(Excerpts of bounding box data)
■ ■ ■ ■ ■
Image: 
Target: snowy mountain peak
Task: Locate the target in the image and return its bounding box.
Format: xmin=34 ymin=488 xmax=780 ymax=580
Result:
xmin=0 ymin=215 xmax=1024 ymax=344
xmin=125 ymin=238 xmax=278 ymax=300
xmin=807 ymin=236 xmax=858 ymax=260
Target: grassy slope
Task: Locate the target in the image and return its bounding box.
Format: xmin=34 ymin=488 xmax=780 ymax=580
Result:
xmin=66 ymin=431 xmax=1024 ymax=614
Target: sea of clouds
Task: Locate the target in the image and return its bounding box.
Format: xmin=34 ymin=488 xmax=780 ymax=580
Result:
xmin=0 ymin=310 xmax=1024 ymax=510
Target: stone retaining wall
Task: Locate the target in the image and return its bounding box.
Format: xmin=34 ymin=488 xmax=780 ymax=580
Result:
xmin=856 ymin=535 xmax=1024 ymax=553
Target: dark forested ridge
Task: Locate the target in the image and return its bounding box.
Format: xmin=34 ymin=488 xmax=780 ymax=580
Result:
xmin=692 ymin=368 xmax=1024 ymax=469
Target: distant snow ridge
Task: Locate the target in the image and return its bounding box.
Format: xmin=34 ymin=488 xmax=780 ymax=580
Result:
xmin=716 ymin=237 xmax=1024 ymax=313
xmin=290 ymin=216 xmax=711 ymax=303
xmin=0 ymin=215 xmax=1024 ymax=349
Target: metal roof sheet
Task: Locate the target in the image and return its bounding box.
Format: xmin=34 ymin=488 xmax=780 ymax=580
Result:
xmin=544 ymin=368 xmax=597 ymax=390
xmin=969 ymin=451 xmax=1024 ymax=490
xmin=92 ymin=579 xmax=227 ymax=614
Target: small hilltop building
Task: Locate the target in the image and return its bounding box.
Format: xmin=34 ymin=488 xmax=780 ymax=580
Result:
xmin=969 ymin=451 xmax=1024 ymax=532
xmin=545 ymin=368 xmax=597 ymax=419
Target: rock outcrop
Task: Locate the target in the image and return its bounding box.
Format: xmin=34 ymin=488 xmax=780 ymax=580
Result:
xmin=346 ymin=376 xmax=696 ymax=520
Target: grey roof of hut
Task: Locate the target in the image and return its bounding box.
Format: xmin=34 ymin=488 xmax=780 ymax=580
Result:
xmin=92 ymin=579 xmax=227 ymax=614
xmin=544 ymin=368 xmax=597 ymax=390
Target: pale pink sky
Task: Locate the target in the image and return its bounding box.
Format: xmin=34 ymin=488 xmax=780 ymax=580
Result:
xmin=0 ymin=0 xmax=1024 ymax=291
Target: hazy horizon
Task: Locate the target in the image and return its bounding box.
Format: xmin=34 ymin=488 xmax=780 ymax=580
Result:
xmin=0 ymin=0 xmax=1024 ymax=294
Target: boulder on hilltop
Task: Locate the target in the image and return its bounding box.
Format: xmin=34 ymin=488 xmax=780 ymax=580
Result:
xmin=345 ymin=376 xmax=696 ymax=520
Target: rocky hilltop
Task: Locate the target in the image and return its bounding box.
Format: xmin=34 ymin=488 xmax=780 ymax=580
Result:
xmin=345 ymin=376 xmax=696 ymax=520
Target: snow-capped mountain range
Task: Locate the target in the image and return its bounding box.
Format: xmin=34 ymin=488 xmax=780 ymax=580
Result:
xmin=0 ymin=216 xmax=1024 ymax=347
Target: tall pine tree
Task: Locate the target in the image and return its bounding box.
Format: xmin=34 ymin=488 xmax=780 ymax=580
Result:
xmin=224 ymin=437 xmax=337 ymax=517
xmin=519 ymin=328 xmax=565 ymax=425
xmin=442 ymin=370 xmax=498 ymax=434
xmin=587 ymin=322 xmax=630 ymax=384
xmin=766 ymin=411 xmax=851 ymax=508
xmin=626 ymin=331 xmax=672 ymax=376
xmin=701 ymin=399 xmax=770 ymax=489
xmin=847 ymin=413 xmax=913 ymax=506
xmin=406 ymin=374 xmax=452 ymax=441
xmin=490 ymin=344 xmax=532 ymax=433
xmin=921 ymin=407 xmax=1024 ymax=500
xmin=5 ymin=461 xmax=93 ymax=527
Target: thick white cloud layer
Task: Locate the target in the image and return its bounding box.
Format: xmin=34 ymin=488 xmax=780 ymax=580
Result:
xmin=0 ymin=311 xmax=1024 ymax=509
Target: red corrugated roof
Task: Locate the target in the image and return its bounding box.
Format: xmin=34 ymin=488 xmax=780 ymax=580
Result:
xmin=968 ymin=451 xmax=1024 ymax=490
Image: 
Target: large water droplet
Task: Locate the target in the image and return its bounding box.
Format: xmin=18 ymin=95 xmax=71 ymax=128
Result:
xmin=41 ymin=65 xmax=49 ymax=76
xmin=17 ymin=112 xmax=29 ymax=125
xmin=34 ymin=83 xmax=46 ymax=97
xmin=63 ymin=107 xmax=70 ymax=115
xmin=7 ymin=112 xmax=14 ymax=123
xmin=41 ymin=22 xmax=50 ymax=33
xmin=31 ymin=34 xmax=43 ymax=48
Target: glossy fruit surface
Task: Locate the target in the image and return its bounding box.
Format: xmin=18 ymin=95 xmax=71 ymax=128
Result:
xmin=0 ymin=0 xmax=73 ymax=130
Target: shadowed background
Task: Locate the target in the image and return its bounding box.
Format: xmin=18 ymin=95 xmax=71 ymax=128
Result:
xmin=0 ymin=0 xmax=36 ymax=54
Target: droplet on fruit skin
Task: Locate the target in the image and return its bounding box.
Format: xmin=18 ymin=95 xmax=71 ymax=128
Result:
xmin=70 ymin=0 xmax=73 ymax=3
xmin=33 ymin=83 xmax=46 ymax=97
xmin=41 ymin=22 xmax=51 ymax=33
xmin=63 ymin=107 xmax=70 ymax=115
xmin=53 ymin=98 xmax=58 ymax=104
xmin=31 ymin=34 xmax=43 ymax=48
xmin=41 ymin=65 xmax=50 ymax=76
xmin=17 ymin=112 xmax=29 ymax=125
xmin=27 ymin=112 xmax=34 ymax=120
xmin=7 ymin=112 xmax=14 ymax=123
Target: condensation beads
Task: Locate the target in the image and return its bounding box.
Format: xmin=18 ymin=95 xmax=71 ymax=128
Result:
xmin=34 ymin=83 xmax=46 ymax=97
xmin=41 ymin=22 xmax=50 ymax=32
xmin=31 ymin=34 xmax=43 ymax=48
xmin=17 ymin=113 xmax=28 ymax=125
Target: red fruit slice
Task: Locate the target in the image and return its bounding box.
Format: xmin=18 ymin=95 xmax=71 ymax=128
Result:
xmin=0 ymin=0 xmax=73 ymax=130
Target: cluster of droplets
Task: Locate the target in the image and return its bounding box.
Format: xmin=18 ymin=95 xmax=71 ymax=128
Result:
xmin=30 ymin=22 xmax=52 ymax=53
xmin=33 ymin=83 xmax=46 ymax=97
■ ■ ■ ■ ■
INSTRUCTIONS TO FOLLOW >> Rewrite all of the data above, replacing every "Locate" with "Find" and changing nothing else.

FINAL RESULT >>
Image: 
Target: snowy mountain peak
Task: Find the target in the image and return its bounding box.
Format: xmin=34 ymin=488 xmax=780 ymax=580
Result:
xmin=0 ymin=215 xmax=1024 ymax=344
xmin=125 ymin=238 xmax=278 ymax=300
xmin=807 ymin=236 xmax=858 ymax=260
Target: grassy slope
Task: Find the target in the image and return its bounding box.
Format: xmin=34 ymin=488 xmax=780 ymax=580
Result:
xmin=66 ymin=431 xmax=1024 ymax=614
Target: sea of clouds
Task: Find the target in the image and return its bounding box.
Format: xmin=34 ymin=488 xmax=780 ymax=580
Result:
xmin=0 ymin=310 xmax=1024 ymax=510
Target: stone retaining wall
Task: Find the target in the image and return its bounding box.
Format: xmin=34 ymin=488 xmax=780 ymax=580
Result:
xmin=856 ymin=535 xmax=1024 ymax=553
Target: dark forested ridge
Task: Find the target in the image and return its bounding box.
Format: xmin=34 ymin=488 xmax=780 ymax=580
Result:
xmin=692 ymin=368 xmax=1024 ymax=469
Target: distant snow ridge
Task: Find the target in the image and return its bounding box.
Format: xmin=34 ymin=488 xmax=780 ymax=580
Result:
xmin=716 ymin=237 xmax=1024 ymax=313
xmin=290 ymin=216 xmax=711 ymax=303
xmin=0 ymin=215 xmax=1024 ymax=349
Target: metal roof sheet
Task: Find the target in the image and return its bounding box.
Format: xmin=34 ymin=488 xmax=780 ymax=580
Result:
xmin=544 ymin=368 xmax=597 ymax=390
xmin=969 ymin=451 xmax=1024 ymax=490
xmin=92 ymin=579 xmax=227 ymax=614
Target: small hilltop building
Task: Find the target in the image and return its bounding box.
Format: xmin=34 ymin=488 xmax=780 ymax=580
Result:
xmin=969 ymin=451 xmax=1024 ymax=532
xmin=545 ymin=368 xmax=597 ymax=419
Target: rock outcrop
Task: Find the target in the image and return its bounding box.
Format: xmin=34 ymin=488 xmax=780 ymax=580
Result:
xmin=346 ymin=376 xmax=696 ymax=520
Target: grey roof of hut
Task: Find the target in the image and return its bounding box.
Format: xmin=34 ymin=488 xmax=780 ymax=580
Result:
xmin=92 ymin=579 xmax=227 ymax=614
xmin=544 ymin=368 xmax=597 ymax=390
Target: pale pink sky
Task: Find the target in the image and return its bounding box.
Format: xmin=34 ymin=488 xmax=780 ymax=580
Result:
xmin=0 ymin=0 xmax=1024 ymax=291
Target: hazy horizon
Task: Find the target in the image and return its bounding box.
Format: xmin=34 ymin=488 xmax=780 ymax=580
Result:
xmin=0 ymin=0 xmax=1024 ymax=294
Target: boulder on hilltop
Task: Find the target in the image and return its bounding box.
Format: xmin=34 ymin=488 xmax=780 ymax=580
Result:
xmin=345 ymin=376 xmax=696 ymax=520
Target: rocky hilltop
Task: Find the target in the image and return its bounding box.
Format: xmin=34 ymin=488 xmax=780 ymax=580
Result:
xmin=345 ymin=376 xmax=696 ymax=520
Target: snow-capped mountain range
Task: Find the target in the image and return its bounding box.
Format: xmin=34 ymin=488 xmax=780 ymax=580
Result:
xmin=0 ymin=216 xmax=1024 ymax=347
Target: tall pine tree
Task: Find the target in the image and return its bounding box.
Format: xmin=34 ymin=488 xmax=780 ymax=580
Result:
xmin=224 ymin=437 xmax=337 ymax=517
xmin=519 ymin=328 xmax=565 ymax=425
xmin=442 ymin=370 xmax=498 ymax=434
xmin=587 ymin=322 xmax=630 ymax=384
xmin=766 ymin=411 xmax=851 ymax=508
xmin=626 ymin=331 xmax=672 ymax=376
xmin=701 ymin=399 xmax=770 ymax=489
xmin=847 ymin=413 xmax=913 ymax=506
xmin=406 ymin=374 xmax=452 ymax=441
xmin=490 ymin=344 xmax=532 ymax=433
xmin=921 ymin=407 xmax=1024 ymax=500
xmin=5 ymin=461 xmax=93 ymax=527
Target: thick white cloud layer
Task: Find the target in the image and return its bounding box.
Format: xmin=34 ymin=488 xmax=780 ymax=580
Result:
xmin=0 ymin=311 xmax=1024 ymax=509
Target: red corrugated roof
Task: Find the target in the image and return its bounding box.
Format: xmin=34 ymin=488 xmax=780 ymax=580
Result:
xmin=968 ymin=451 xmax=1024 ymax=490
Image: 
Target: large water droplet
Task: Find the target in the image and return its bounding box.
Format: xmin=18 ymin=95 xmax=71 ymax=128
Result:
xmin=41 ymin=65 xmax=49 ymax=76
xmin=17 ymin=112 xmax=29 ymax=125
xmin=34 ymin=83 xmax=46 ymax=97
xmin=63 ymin=107 xmax=70 ymax=115
xmin=7 ymin=112 xmax=14 ymax=123
xmin=41 ymin=22 xmax=50 ymax=33
xmin=31 ymin=34 xmax=43 ymax=48
Target: glossy fruit surface
Task: Find the target in the image and return its bounding box.
Format: xmin=18 ymin=95 xmax=71 ymax=128
Result:
xmin=0 ymin=0 xmax=73 ymax=130
Target: shadowed background
Task: Find the target in the image and return its bounding box.
Format: xmin=18 ymin=95 xmax=71 ymax=128
Result:
xmin=0 ymin=0 xmax=36 ymax=54
Target: droplet on fruit skin
Task: Find the target in the image and return its bounding box.
Format: xmin=18 ymin=95 xmax=71 ymax=128
Result:
xmin=70 ymin=0 xmax=73 ymax=3
xmin=33 ymin=83 xmax=46 ymax=97
xmin=41 ymin=22 xmax=51 ymax=33
xmin=63 ymin=107 xmax=70 ymax=115
xmin=53 ymin=98 xmax=58 ymax=104
xmin=31 ymin=34 xmax=43 ymax=48
xmin=41 ymin=65 xmax=50 ymax=76
xmin=17 ymin=112 xmax=29 ymax=125
xmin=27 ymin=112 xmax=34 ymax=120
xmin=7 ymin=112 xmax=14 ymax=123
Target: condensation beads
Task: Find the target in the image and return its bounding box.
Format: xmin=18 ymin=95 xmax=71 ymax=128
Result:
xmin=34 ymin=83 xmax=46 ymax=97
xmin=41 ymin=22 xmax=50 ymax=32
xmin=31 ymin=34 xmax=43 ymax=48
xmin=17 ymin=113 xmax=28 ymax=125
Target: red fruit slice
Task: Find the target in the image and return its bounding box.
Format: xmin=18 ymin=95 xmax=71 ymax=128
Result:
xmin=0 ymin=0 xmax=73 ymax=130
Target: cluster of droplets
Task: Find the target in the image and return its bounding box.
Format: xmin=18 ymin=95 xmax=71 ymax=128
Result:
xmin=30 ymin=22 xmax=52 ymax=53
xmin=33 ymin=83 xmax=46 ymax=97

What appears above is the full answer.